WHAT YOU ARE ASKED TO DO
Type the records out again in full, exactly.

SUPPLIED MATERIAL
** START **
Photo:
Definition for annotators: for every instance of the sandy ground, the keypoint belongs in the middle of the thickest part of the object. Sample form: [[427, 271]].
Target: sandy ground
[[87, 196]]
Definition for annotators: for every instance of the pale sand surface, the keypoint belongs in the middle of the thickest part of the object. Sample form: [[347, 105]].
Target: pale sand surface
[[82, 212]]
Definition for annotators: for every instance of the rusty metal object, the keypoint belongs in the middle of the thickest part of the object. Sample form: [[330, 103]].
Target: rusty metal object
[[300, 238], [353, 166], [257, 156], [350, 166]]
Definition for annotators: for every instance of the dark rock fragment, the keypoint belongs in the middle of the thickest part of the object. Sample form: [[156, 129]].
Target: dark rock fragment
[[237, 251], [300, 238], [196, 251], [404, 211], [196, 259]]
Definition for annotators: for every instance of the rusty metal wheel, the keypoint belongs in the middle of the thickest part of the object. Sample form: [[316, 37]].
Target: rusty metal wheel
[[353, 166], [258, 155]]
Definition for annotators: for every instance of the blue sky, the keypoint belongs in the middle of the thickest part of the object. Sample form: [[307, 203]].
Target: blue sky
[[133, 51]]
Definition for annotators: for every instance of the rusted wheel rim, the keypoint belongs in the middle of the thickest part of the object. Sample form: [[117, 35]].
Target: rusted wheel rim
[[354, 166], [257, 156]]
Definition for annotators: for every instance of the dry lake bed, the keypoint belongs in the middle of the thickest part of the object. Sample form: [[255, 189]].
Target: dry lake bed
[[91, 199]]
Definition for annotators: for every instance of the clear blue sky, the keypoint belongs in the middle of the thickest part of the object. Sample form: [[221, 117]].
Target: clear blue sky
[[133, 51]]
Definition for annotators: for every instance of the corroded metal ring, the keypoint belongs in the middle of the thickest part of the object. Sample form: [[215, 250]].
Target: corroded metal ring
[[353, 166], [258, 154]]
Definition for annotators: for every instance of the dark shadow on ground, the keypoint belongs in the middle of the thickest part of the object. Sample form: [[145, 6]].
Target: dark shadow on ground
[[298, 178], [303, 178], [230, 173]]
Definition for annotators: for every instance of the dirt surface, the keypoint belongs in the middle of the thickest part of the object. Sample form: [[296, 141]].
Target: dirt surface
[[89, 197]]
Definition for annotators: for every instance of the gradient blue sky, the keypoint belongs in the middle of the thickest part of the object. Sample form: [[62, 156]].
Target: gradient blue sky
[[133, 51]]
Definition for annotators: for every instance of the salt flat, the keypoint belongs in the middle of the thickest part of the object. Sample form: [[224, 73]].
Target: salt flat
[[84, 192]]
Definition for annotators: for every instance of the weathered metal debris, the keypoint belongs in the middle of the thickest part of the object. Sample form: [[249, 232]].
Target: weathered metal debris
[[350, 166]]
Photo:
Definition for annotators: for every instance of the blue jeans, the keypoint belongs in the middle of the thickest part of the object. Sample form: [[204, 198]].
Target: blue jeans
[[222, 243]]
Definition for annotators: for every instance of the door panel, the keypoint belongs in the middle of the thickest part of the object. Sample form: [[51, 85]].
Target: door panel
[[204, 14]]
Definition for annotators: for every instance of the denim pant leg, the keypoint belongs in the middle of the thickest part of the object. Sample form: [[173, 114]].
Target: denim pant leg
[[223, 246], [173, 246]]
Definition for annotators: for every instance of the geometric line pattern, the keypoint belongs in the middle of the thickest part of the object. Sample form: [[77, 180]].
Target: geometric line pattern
** END **
WRITTEN RESPONSE
Photo:
Definition for annotators: for every instance of the sandy ground, the keypoint belongs in the middle of the thickest part of the object. Sample form: [[427, 271]].
Target: sandy ground
[[87, 196]]
Definition for annotators: for every instance of the pale sand surface, the keypoint belongs in the middle of the thickest part of the object. Sample form: [[347, 105]].
Target: pale sand surface
[[82, 212]]
Definition for annotators: for every instance of the rusty metal object, the keypoint belongs in the middle of the thickest part of the object. Sample form: [[330, 103]].
Target: rusty metal object
[[300, 238], [353, 166], [257, 156], [350, 166]]
Definition for annotators: for every instance of the dark rock fragment, the keypoint belongs in the middle of the thickest part of the object. Sample form: [[156, 129]].
Target: dark rock fragment
[[237, 251], [300, 238], [196, 251], [404, 211], [196, 259]]
Definition for annotators: for every instance of the rusty metal wheel, the keypoint belongs in the middle of the thickest part of the object. Sample form: [[316, 37]].
Target: rusty metal wheel
[[353, 166], [258, 155]]
Definition for annotators: for every instance of the blue sky, the keypoint belongs in the middle of the thickest part of the object. Sample form: [[307, 203]].
Target: blue sky
[[133, 51]]
Definition for annotators: for every instance of the rusted wheel rim, the keypoint belongs in the middle of the thickest part of the object. Sample form: [[117, 35]].
Target: rusted wheel rim
[[354, 166], [257, 156]]
Definition for annotators: for every instance of the dry lake bed, the keypoint belongs in the middle of the thickest part of the object. Sample form: [[255, 189]].
Target: dry lake bed
[[91, 199]]
Definition for annotators: for every instance of the clear blue sky, the keypoint belongs in the middle of the thickest part of the object. Sample form: [[221, 117]].
Target: clear blue sky
[[133, 51]]
Definition for annotators: for every instance of the corroded metal ring, the keypoint belongs in the middle of the thickest part of the object. Sample form: [[215, 250]].
Target: corroded metal ring
[[353, 166], [258, 154]]
Definition for annotators: for every instance of the dark shadow on ground, the keypoint belongs in the middle of the thickest part of the object. Sample form: [[145, 6]].
Target: dark shadow on ground
[[298, 178], [303, 178], [230, 173]]
Definition for annotators: for every instance of the dirt surface, the keypoint belongs in the middle of the thickest part of the object. Sample form: [[296, 141]].
Target: dirt surface
[[89, 197]]
Definition for annotators: for every instance of the gradient blue sky, the keypoint belongs in the middle of the thickest part of the object. Sample form: [[62, 156]].
Target: gradient blue sky
[[133, 51]]
Definition for annotators: for every instance of the salt flat, the keypoint belongs in the middle of the thickest part of the object. Sample form: [[224, 73]].
Target: salt flat
[[84, 192]]
Definition for annotators: for every instance of the weathered metal debris, the keypoint belongs in the middle of the thickest part of the object. Sample form: [[249, 232]].
Target: weathered metal debris
[[350, 166]]
Photo:
Definition for annotators: for every instance of the blue jeans, the keypoint belongs in the middle of the thickest part of the object. Sample form: [[204, 198]].
Target: blue jeans
[[222, 243]]
Definition for annotators: for every instance of the door panel, the keypoint belongs in the middle of the thickest part of the object. Sample form: [[51, 85]].
Target: door panel
[[204, 14]]
Definition for annotators: for every instance of the denim pant leg, the keypoint belongs in the middle of the thickest part of the object. Sample form: [[173, 114]].
Target: denim pant leg
[[223, 246], [173, 246]]
Definition for annotators: for every instance of the geometric line pattern, the keypoint belongs in the middle of the thickest part of the object. Sample form: [[77, 180]].
Target: geometric line pattern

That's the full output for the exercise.